PROVIDED TEXT:
------------------------------------------------

Autism Resource Center - Articles
Problems That May Accompany Autism Spectrum Disorders
When children's perceptions are accurate, they can learn from what they see, feel, or hear. On the other hand, if sensory information is faulty, their experiences of the world can be confusing. Many children with autism spectrum disorders (ASD) are highly attuned or even painfully sensitive to certain sounds, textures, tastes, and smells. Some children find the feel of clothes touching their skin almost unbearable. Some sounds--a vacuum cleaner, a ringing telephone, a sudden storm, even the sound of waves lapping the shoreline--will cause these children to cover their ears and scream.
In ASD, the brain seems unable to balance the senses appropriately. Some children with ASD are oblivious to extreme cold or pain. A child with ASD may fall and break an arm, yet never cry. Another may bash his or her head against a wall and not wince, but a light touch may make the child scream with alarm.
Many children with ASD have some degree of mental impairment. When tested, some areas of ability may be normal, while others may be especially weak. For example, a child with ASD may do well on the parts of the test that measure visual skills but earn low scores on the language subtests.
One in four children with ASD develops seizures, often starting either in early childhood or adolescence.1 Seizures, caused by abnormal electrical activity in the brain, can produce a temporary loss of consciousness (a "blackout"), a body convulsion, unusual movements, or staring spells. Sometimes a contributing factor is a lack of sleep or a high fever. An EEG (electroencephalogram--recording of the electric currents developed in the brain by means of electrodes applied to the scalp) can help confirm the seizure's presence.
In most cases, seizures can be controlled by a number of medicines called "anticonvulsants." The dosage of the medication is adjusted carefully so that the least possible amount of medication will be used to be effective.

------------------------------------------------

Stored data entries:
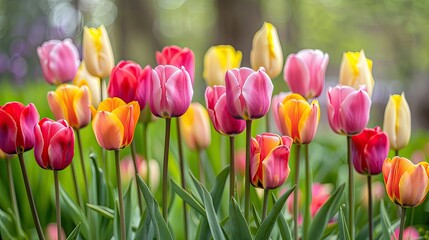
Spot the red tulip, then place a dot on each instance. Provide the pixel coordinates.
(54, 144)
(16, 127)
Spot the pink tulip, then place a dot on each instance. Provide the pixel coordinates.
(248, 93)
(178, 57)
(54, 144)
(348, 109)
(304, 72)
(222, 120)
(269, 160)
(16, 127)
(369, 150)
(171, 91)
(59, 61)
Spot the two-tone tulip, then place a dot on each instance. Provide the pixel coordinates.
(356, 70)
(269, 160)
(54, 144)
(195, 127)
(266, 50)
(178, 57)
(407, 184)
(221, 118)
(304, 72)
(97, 51)
(16, 127)
(114, 123)
(348, 109)
(71, 102)
(369, 150)
(59, 60)
(297, 118)
(218, 60)
(248, 93)
(171, 91)
(397, 121)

------------------------------------------------

EXERCISE:
According to the provided text, what fraction of children with ASD develop seizures?

SOLUTION TO THE PROBLEM:
One in four